• Goal of the exercise
Please copy out the records below with "free-form text" swapped for "natural language" at every occurrence, keeping everything else unchanged.

START

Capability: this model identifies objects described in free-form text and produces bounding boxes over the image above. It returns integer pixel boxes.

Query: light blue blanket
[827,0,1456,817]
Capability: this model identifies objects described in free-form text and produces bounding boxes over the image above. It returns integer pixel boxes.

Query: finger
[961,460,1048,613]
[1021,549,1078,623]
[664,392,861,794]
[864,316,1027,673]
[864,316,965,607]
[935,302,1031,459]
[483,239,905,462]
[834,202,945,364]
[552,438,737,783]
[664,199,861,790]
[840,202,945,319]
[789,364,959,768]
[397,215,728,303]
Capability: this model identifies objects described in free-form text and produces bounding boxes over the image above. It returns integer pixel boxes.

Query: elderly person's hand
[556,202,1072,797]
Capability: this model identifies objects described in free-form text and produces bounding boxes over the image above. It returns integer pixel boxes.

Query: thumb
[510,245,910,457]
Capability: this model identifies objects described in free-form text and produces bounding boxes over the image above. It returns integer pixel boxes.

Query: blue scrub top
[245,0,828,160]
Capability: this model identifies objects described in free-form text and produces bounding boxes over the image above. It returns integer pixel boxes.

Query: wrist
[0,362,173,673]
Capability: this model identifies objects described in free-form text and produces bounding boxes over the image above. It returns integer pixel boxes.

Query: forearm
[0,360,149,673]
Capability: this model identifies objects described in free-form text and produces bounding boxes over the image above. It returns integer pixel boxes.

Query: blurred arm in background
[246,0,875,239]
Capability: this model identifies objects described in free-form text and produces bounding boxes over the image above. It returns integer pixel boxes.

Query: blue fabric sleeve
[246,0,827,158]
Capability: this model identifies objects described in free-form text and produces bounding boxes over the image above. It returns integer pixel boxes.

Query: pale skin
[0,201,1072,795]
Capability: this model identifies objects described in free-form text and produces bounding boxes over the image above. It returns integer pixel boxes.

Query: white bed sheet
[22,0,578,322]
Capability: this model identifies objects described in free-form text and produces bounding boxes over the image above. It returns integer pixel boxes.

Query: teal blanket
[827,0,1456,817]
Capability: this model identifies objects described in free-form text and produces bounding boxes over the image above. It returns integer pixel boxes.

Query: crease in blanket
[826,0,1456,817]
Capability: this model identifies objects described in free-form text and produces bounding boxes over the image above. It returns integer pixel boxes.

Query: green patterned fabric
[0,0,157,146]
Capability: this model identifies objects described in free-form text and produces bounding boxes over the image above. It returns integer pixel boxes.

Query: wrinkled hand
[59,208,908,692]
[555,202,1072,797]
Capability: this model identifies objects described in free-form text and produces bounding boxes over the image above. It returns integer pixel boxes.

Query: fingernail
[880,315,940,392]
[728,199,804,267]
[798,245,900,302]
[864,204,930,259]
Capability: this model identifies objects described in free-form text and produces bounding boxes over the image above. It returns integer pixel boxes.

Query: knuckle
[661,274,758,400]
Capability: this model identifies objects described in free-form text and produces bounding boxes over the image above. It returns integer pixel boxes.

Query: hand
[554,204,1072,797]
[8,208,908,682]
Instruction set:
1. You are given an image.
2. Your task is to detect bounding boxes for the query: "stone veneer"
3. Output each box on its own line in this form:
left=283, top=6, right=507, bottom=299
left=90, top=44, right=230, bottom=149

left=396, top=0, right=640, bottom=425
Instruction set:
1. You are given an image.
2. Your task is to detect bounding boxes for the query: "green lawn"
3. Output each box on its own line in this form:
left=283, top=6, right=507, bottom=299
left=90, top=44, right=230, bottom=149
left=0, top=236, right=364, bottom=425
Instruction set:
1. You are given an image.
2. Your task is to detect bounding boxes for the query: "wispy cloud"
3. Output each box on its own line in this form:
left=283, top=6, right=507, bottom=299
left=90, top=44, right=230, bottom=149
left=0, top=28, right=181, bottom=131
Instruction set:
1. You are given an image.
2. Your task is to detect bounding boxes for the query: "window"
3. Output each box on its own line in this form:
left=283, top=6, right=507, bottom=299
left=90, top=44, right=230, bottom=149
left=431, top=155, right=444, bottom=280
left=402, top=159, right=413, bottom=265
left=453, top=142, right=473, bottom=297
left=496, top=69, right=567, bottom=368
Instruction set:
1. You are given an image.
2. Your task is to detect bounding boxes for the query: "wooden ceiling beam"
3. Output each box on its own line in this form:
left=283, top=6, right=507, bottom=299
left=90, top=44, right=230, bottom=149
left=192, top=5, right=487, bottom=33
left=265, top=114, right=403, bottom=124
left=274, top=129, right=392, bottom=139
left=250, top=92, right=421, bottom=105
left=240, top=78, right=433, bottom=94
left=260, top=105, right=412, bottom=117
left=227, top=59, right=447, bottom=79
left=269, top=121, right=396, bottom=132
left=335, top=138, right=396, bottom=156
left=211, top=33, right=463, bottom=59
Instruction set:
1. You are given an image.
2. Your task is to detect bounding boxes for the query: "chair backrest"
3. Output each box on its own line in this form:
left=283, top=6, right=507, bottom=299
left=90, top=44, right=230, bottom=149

END

• Solved problem
Capability: this model identifies objects described in natural language and produces bounding boxes over the image above. It returns integer pixel boxes.

Query: light blue blanket
[827,0,1456,817]
Capability: this model identifies objects described in natural language and produces bounding boxes over the image above. It returns integer pixel boxes.

Query: finger
[961,460,1048,613]
[1021,549,1078,623]
[664,392,861,794]
[864,316,1027,673]
[864,316,965,607]
[935,302,1031,459]
[483,239,905,462]
[834,202,945,364]
[552,438,737,783]
[664,199,861,790]
[840,202,945,319]
[789,364,959,768]
[397,215,728,303]
Capability: this model identifies objects described in natural language and produces bounding boxes over the image above. It returns integer pixel boxes.

Query: elderly person's hand
[556,202,1072,797]
Capability: this model identifies objects described in natural language and produces bounding boxes over the image above. It returns integer pixel boxes.

Query: thumb
[510,245,910,457]
Capability: this model identifies objects described in natural language and produces bounding boxes over the image above. It returns integer pixel boxes.

Query: blue scrub top
[245,0,828,160]
Capability: this model identifies objects described in natural language and produces bounding boxes over the image above. It returns integer pixel boxes.

Query: wrist
[0,362,173,673]
Capability: this model identifies objects described in natural language and produces bounding boxes over the image above. It returns integer pixel boxes.

Query: forearm
[0,360,149,673]
Capability: this model identifies objects described in natural language and produces bounding boxes over the image above. It returns integer pixel boxes.

Query: blurred arm in background
[246,0,875,239]
Capability: this model identifies objects described in natural language and produces bounding boxes over the image above. It returns integer pixel boxes.

Query: blue fabric sleeve
[246,0,827,158]
Capability: this model identifies objects described in natural language and produces bounding boxes over the image above. It returns integer pixel boxes.

Query: pale skin
[0,201,1072,795]
Capability: this model identifies objects described in natural language and produces bounding boxes over the image above. It returns integer pixel boxes.

Query: white bed sheet
[22,0,578,322]
Capability: this model identifies objects described in natural language and produces bounding boxes over the image above. It returns integer pixel boxes.

Query: teal blanket
[827,0,1456,817]
Capability: this model identifies objects described in natural language and produces bounding boxes over the image above. It returns integer pixel boxes.

Query: crease in blanket
[826,0,1456,817]
Capability: this model identifies objects described in natural language and produces bounding boxes over the image above. It returns integer pixel boxes.

Query: green patterned fabric
[0,0,157,146]
Capability: this model identifies objects described in natural language and produces bounding boxes over the image above. It returns integer pixel boxes.

Query: wrinkled hand
[59,208,908,692]
[555,202,1072,797]
Capability: this model identifies objects described in natural language and produces bounding boxes over the image above. It returns integer pixel boxes.

Query: fingernail
[880,315,940,392]
[728,199,804,267]
[798,245,900,302]
[864,204,930,259]
Capability: this model identifies objects described in natural language and produces bounding boxes over the image above. It returns integer pixel boxes.

Query: knuckle
[661,274,758,400]
Capability: this model identifies objects described in natural language and produces bounding boxes over the image above. It returns integer pixel boxes.

Query: hand
[554,204,1072,797]
[8,208,908,682]
Instruction set:
1. You are given an image.
2. Your task is to detect bounding boxes for the query: "stone veneer"
3. Output each box on its own line in this form:
left=283, top=6, right=507, bottom=299
left=90, top=44, right=230, bottom=149

left=396, top=0, right=640, bottom=425
Instruction set:
1. You are given an image.
2. Your task is to detect bounding boxes for the query: "green lawn"
3. Output each box on its own line in this form:
left=283, top=6, right=507, bottom=299
left=90, top=44, right=230, bottom=149
left=0, top=236, right=364, bottom=425
Instruction set:
1. You are given an image.
2. Your task is to detect bounding boxes for the query: "wispy cloud"
3. Output each box on its own line in this form:
left=283, top=6, right=507, bottom=299
left=90, top=44, right=230, bottom=149
left=0, top=28, right=181, bottom=131
Instruction set:
1. You are given an image.
2. Your task is to detect bounding boxes for the query: "window"
3. Output each box on its own line in this form:
left=283, top=6, right=507, bottom=299
left=90, top=44, right=230, bottom=149
left=431, top=155, right=444, bottom=280
left=402, top=159, right=413, bottom=265
left=453, top=142, right=473, bottom=297
left=496, top=69, right=567, bottom=368
Instruction set:
1. You are given an image.
2. Your task is to detect bounding boxes for the query: "wooden ceiling beam"
3. Output each box on its own line in this form:
left=283, top=6, right=507, bottom=299
left=90, top=44, right=230, bottom=149
left=192, top=5, right=487, bottom=33
left=265, top=114, right=403, bottom=124
left=274, top=129, right=392, bottom=139
left=250, top=92, right=421, bottom=105
left=240, top=78, right=433, bottom=94
left=260, top=105, right=412, bottom=117
left=227, top=59, right=447, bottom=79
left=269, top=121, right=396, bottom=132
left=335, top=138, right=396, bottom=156
left=211, top=33, right=463, bottom=59
Instruction set:
1. You are given an image.
2. Your task is to detect bounding boxes for the query: "chair backrest"
3. Output each box on its own line in this form:
left=283, top=6, right=507, bottom=299
left=90, top=44, right=230, bottom=149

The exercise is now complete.